**WORK TO COMPLETE:** Take each line of the entries below that contains "white" and copy it.

--- START ---

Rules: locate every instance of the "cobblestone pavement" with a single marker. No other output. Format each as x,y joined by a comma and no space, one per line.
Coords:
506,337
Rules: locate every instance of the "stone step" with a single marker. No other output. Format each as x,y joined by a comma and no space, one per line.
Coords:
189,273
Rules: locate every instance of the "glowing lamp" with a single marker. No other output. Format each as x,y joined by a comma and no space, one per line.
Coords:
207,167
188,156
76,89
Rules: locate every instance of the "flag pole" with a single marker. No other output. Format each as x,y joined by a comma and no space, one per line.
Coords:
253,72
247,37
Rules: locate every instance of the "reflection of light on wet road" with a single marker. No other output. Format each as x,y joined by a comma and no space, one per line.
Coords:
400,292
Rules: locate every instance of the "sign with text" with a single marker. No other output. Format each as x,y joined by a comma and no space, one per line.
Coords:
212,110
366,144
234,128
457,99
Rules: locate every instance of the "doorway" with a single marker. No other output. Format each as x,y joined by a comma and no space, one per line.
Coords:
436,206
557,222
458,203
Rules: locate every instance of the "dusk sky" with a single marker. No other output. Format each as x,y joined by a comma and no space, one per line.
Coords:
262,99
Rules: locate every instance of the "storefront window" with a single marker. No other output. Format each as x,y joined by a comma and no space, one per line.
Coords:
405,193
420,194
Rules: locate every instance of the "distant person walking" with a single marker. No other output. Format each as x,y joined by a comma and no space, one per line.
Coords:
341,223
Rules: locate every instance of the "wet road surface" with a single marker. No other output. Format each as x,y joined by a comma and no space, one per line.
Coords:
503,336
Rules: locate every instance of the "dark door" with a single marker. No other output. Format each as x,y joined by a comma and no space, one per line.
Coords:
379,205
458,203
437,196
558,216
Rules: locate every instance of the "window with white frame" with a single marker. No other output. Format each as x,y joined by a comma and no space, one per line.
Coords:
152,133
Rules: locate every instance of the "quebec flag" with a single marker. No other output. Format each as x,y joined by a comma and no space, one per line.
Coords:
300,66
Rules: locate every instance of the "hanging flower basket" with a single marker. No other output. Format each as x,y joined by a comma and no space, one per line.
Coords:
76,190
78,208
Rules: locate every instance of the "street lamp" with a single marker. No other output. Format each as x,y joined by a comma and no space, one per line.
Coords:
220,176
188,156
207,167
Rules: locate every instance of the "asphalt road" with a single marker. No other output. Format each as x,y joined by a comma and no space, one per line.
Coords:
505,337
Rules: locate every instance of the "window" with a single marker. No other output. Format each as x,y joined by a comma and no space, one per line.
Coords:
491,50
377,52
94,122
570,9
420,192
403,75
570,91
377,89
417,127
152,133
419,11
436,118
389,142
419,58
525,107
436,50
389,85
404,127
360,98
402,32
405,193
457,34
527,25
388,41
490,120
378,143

--- END ---
--- START ---

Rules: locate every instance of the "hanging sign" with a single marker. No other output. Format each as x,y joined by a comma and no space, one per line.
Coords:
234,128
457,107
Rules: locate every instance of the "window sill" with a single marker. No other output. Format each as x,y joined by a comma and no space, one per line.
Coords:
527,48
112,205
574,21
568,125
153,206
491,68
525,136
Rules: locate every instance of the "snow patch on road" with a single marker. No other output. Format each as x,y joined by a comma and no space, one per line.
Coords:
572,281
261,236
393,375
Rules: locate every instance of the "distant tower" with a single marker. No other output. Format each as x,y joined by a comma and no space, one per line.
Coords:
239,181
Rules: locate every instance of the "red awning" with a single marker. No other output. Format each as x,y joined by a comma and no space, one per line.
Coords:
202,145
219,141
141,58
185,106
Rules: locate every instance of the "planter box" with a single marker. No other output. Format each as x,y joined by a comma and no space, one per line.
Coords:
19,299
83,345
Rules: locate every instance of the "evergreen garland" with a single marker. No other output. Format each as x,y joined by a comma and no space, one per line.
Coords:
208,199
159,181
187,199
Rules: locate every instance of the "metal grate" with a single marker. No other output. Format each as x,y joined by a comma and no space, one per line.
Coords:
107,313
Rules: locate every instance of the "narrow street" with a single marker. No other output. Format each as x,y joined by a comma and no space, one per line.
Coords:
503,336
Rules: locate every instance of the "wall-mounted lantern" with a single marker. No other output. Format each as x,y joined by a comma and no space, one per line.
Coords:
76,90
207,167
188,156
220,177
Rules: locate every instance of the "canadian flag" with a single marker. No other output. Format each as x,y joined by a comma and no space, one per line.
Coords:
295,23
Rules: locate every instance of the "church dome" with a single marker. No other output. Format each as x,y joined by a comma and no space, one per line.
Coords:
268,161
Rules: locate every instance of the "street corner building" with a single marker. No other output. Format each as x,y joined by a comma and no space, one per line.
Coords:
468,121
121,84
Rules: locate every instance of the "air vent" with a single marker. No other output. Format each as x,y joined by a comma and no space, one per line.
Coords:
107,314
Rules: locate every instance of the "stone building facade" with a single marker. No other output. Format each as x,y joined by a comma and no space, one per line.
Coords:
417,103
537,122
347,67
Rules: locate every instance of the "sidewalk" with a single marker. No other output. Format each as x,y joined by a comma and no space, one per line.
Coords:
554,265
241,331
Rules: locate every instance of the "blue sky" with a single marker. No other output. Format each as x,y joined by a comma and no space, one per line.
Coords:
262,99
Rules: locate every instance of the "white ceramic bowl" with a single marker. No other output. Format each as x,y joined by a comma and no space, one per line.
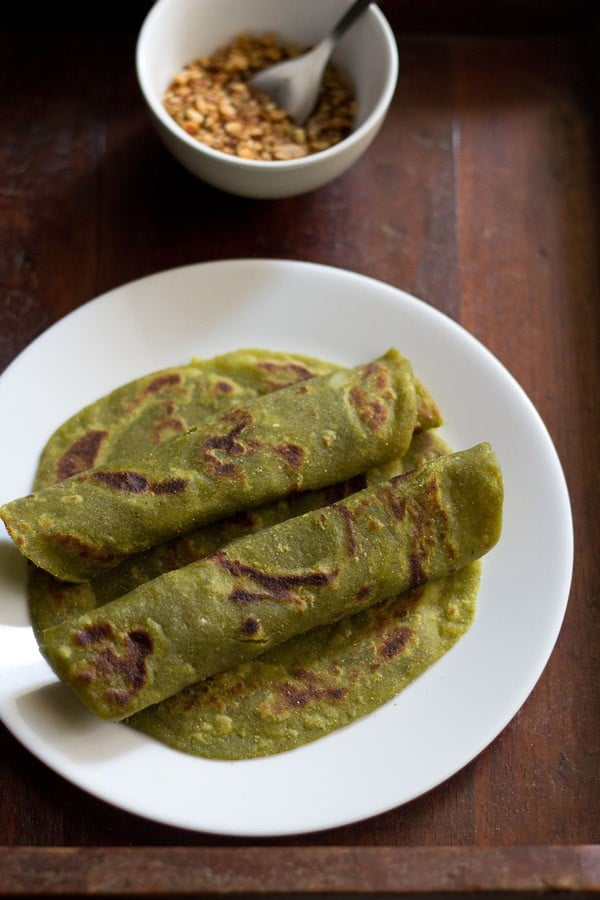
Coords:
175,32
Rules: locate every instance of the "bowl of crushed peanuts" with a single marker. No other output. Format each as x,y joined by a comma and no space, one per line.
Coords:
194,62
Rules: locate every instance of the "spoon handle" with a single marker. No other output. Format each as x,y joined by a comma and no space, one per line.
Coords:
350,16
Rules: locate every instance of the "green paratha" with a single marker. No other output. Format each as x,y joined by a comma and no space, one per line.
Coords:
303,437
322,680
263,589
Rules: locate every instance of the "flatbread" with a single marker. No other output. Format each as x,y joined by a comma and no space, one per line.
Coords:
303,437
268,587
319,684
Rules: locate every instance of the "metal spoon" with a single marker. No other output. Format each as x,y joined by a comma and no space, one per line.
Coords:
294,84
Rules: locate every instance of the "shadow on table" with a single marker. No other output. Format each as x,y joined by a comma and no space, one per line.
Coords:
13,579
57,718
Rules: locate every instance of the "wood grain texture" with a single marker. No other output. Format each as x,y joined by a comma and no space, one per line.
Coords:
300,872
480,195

--- END ---

**EXERCISE RESPONSE:**
Rules: locate every instance of the "window with white frame" with a single marker. No other output. Format each as x,y joined by a comma and no space, one per line.
Rules: locate every instance of the "white ceramic bowl" with a single marker. No other output. Format each as x,y joined by a comma and no space, one per line.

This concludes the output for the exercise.